● **PROBLEM TO SOLVE**
From the records below, pull out every line that contains the word "strawberry", copying each one unchanged.

● **INFORMATION SHOWN**
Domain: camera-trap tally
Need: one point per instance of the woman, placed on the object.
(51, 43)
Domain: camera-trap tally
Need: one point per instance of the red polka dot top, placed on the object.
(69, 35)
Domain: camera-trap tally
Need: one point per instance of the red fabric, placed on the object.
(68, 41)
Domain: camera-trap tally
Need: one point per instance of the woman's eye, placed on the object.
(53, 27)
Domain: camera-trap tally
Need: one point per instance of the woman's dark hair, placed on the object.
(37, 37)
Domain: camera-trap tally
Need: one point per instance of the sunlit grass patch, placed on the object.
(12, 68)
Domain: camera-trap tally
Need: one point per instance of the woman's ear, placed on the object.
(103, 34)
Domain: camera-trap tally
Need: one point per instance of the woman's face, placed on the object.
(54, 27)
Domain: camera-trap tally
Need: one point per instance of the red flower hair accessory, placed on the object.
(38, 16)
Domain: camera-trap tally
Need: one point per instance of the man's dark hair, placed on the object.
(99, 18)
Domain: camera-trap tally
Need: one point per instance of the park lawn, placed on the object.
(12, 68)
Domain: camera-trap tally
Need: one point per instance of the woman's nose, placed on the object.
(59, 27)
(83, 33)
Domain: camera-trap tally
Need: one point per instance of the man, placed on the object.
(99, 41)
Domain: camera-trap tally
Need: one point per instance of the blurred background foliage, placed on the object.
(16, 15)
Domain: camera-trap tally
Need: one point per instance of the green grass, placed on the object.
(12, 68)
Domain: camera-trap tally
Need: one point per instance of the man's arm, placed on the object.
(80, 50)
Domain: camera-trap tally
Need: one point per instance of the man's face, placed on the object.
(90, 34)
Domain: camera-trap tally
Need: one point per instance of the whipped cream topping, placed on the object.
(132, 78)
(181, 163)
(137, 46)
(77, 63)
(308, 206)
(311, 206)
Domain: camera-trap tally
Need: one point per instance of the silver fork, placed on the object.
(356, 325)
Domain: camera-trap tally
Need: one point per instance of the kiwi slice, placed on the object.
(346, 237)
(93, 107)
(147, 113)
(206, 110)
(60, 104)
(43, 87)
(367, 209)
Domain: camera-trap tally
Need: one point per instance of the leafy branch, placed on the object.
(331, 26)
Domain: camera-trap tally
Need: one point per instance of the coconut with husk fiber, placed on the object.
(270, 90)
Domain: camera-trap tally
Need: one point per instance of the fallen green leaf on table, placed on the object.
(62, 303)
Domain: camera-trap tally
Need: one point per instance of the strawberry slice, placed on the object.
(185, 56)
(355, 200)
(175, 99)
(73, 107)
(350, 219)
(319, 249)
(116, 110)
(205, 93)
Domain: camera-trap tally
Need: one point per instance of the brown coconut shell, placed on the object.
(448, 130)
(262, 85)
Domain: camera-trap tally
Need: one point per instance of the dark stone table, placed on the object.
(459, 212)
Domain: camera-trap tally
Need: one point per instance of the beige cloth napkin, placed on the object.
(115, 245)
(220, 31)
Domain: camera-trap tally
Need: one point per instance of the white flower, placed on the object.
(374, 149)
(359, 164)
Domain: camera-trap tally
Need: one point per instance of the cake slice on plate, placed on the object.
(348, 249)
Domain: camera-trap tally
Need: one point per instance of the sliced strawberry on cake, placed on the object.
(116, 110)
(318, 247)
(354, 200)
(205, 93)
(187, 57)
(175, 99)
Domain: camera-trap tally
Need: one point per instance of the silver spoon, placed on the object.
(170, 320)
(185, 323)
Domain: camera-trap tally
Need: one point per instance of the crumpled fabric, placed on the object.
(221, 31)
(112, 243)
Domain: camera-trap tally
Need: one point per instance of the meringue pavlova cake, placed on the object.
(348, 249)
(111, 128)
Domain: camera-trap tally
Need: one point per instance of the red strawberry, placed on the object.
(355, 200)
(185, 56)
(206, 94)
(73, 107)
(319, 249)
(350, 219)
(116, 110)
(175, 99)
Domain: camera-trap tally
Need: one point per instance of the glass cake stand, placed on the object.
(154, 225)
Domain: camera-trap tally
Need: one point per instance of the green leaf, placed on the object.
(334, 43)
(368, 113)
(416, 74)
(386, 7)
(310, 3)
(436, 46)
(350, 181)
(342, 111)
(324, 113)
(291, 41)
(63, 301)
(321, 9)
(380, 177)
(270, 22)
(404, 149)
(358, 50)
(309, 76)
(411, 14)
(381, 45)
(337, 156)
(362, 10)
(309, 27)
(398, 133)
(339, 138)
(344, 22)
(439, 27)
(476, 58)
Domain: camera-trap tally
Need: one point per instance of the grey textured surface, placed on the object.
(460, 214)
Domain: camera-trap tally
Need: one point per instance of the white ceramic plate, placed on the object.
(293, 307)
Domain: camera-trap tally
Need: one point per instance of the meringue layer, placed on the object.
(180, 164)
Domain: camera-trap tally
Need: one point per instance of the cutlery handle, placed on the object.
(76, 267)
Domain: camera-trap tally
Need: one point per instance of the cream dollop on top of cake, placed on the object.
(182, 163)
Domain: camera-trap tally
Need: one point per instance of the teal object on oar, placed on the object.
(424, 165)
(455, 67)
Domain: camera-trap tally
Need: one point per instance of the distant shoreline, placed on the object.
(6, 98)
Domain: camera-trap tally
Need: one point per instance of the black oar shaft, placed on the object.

● **OUTPUT**
Need: one point per instance of the strawberry slice, placed on the object.
Need: one point per instance of the sliced strawberry on cake, placed on the object.
Need: one point per instance of the red strawberry, placed on the object.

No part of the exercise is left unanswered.